The task: What is needed is a verbatim copy of every record below, with the pictures left out.

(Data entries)
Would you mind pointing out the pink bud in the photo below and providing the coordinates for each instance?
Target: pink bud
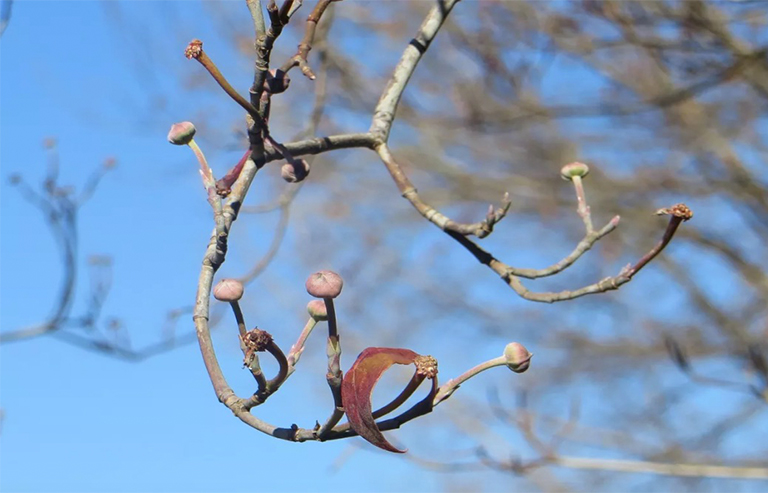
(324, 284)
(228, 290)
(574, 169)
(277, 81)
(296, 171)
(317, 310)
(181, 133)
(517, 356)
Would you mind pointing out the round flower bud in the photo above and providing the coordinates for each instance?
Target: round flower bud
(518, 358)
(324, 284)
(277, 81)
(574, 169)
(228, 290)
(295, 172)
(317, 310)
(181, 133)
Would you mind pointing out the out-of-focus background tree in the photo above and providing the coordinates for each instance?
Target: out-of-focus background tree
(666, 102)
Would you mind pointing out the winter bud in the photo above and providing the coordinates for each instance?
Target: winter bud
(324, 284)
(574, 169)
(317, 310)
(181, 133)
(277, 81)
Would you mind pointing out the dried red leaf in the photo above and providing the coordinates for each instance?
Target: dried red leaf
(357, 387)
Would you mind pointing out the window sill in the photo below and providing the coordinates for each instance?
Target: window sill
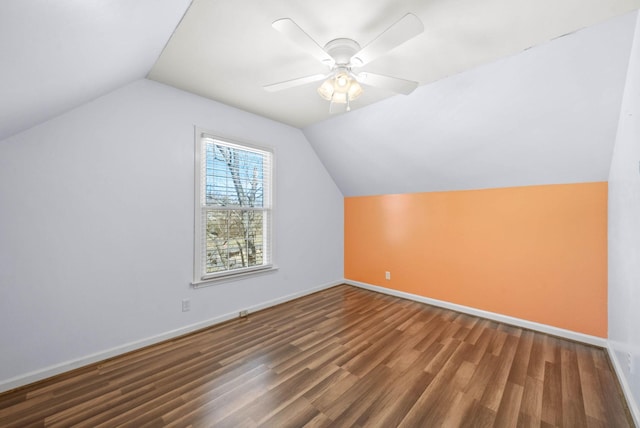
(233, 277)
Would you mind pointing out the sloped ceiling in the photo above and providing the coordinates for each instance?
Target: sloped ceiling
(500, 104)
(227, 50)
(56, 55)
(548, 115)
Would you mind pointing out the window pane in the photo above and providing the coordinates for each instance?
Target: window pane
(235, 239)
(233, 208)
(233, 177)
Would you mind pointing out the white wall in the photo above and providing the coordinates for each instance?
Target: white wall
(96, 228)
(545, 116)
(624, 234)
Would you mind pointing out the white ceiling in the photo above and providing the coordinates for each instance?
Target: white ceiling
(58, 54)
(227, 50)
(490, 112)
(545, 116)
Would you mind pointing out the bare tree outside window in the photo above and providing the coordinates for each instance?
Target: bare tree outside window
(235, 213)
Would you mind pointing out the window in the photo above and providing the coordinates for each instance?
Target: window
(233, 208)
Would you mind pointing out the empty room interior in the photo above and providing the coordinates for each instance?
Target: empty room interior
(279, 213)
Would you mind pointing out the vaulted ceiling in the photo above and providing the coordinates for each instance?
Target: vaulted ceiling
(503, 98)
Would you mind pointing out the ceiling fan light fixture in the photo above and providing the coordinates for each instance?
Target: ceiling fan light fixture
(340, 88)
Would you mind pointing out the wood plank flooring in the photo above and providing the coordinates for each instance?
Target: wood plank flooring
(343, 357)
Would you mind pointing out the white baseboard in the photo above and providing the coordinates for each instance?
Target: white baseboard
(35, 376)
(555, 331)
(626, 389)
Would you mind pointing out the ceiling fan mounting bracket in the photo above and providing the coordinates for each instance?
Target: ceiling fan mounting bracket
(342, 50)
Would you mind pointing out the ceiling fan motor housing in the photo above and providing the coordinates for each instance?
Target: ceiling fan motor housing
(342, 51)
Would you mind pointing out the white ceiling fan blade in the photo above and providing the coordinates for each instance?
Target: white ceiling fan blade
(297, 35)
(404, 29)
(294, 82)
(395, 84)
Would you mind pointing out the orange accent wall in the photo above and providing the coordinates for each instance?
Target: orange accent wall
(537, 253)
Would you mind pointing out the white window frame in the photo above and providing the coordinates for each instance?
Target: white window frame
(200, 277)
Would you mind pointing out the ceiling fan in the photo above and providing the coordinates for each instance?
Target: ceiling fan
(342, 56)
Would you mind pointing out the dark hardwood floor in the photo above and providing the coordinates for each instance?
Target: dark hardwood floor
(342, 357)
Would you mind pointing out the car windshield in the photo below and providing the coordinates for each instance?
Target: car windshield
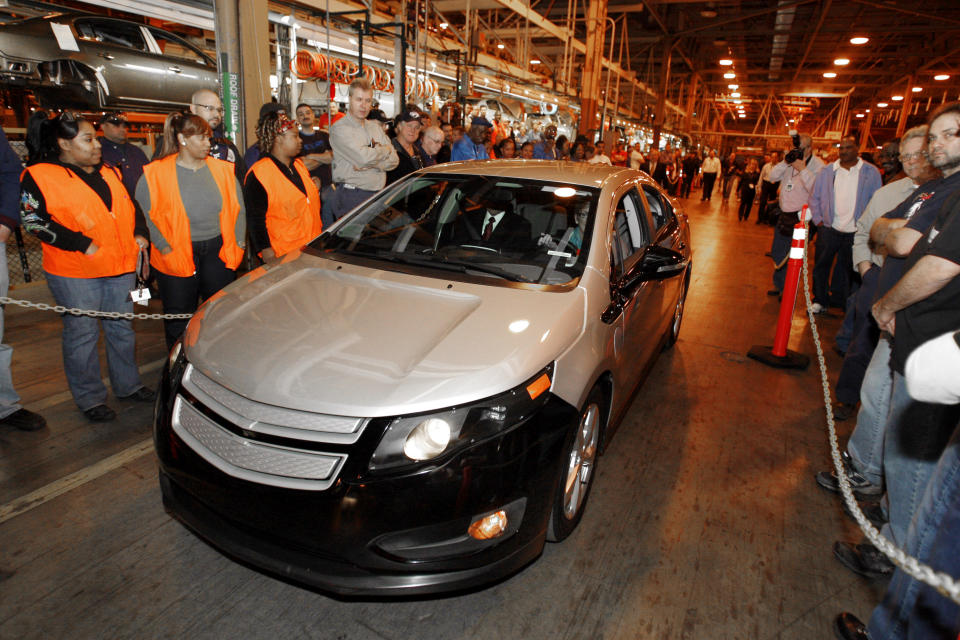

Output for this task:
Would you mind pointing out the pink bud in the photo below and providing the coordinates for each instance?
Target: pink bud
(324, 284)
(228, 290)
(574, 169)
(277, 81)
(296, 171)
(317, 310)
(181, 133)
(517, 356)
Would you mind pointing out the round flower bud in the photo above and providing the coordinates for each instance?
Target: round flower bud
(518, 358)
(324, 284)
(277, 81)
(574, 169)
(228, 290)
(295, 172)
(317, 310)
(181, 133)
Would you mind pointing out the out-of-focus background tree in the photo above and providing the coordinates for each instance?
Target: out-of-focus background tree
(666, 102)
Would you mind pointing out the winter bud in the photo above and providing the coordinates for each instance?
Target: winter bud
(324, 284)
(574, 169)
(317, 310)
(181, 133)
(277, 81)
Would you mind pointing out the dried red leaf in the photo above and providing the coordinates for each instance?
Target: dried red leaf
(357, 387)
Would you mind pointing out the window sill in the photo below and providing the coordinates for each instance?
Target: window sill
(233, 277)
Would you mind pointing out the sloped ceiling in the photo above and providing the coordinates for each instance?
Target: sloped ceiling
(500, 104)
(227, 50)
(56, 55)
(548, 115)
Would you mind pointing out the window pane in the photo above and providing the coordinates for each instance?
Target: window pane
(235, 239)
(233, 208)
(233, 177)
Would you mind pointing out the white wall in the photo above and providing the coordinates for each instance?
Target: white wall
(96, 228)
(545, 116)
(624, 234)
Would you mind pointing out the white ceiling in the photo above and providing the coordinates for each instance?
Target: white ceiling
(58, 54)
(227, 50)
(490, 112)
(545, 116)
Would you mind pointing out the bare tree outside window in the photo above and providing the coordinates for each instance?
Target: bare tree outside window
(235, 213)
Would you mind pointing out the window in the photo above and providing the coordinates for each instance?
Target: window
(233, 208)
Would you mind pointing out the empty room interior in the photo above and providing the coordinates for each instance?
Target: empty room interior
(279, 213)
Would you mind pointing out the vaulted ceiling in the photo above and providing the coordinates for each instance?
Target: vaulted ceiling
(503, 98)
Would you mind pointing out the ceiling fan light fixture in the photo above and providing the coordinates for each instance?
Target: ceiling fan light fixture
(340, 88)
Would you mind pointing out the wood plank flooring in the photo above and providing the coordinates for each instance?
Target: wood plank flooring
(343, 357)
Would you mind pointing out the white baseboard in the photo above and providing the coordinates for each instance?
Target: white baseboard
(35, 376)
(555, 331)
(626, 389)
Would you mind pointing out the ceiling fan mounting bracket in the photo above and providing the coordinates for each instance?
Target: ceiling fan mounting bracket
(342, 50)
Would you mind pointing out the ceiling fan motor housing in the photo above and providing the coordinates for each instance?
Target: ceiling fan motor housing
(342, 51)
Would you mind pointing out the white ceiling fan blade in the photo above and providing the coordinates for each instance?
Target: white ceiling fan blade
(297, 35)
(404, 29)
(294, 82)
(395, 84)
Would you mind pointing out the orange accent wall in the photo above and providing the coordinates for each instance?
Target: orange accent wall
(537, 253)
Would you mind pointing out the white window frame in the photo above and providing the coordinates for each instance?
Target: white window frame
(200, 277)
Would you mind pointing out the ceiling fan in the photo above and providing the coordinates for each instance?
Target: ceiling fan
(342, 56)
Would you mind pointing out the dark hardwood floor in the photo above and providing the coordinates for each instance?
Target: dark hardwood floor
(342, 357)
Would you mind pointing out the car windshield in the photo below and providing the coordinates for each instance?
Target: car windshield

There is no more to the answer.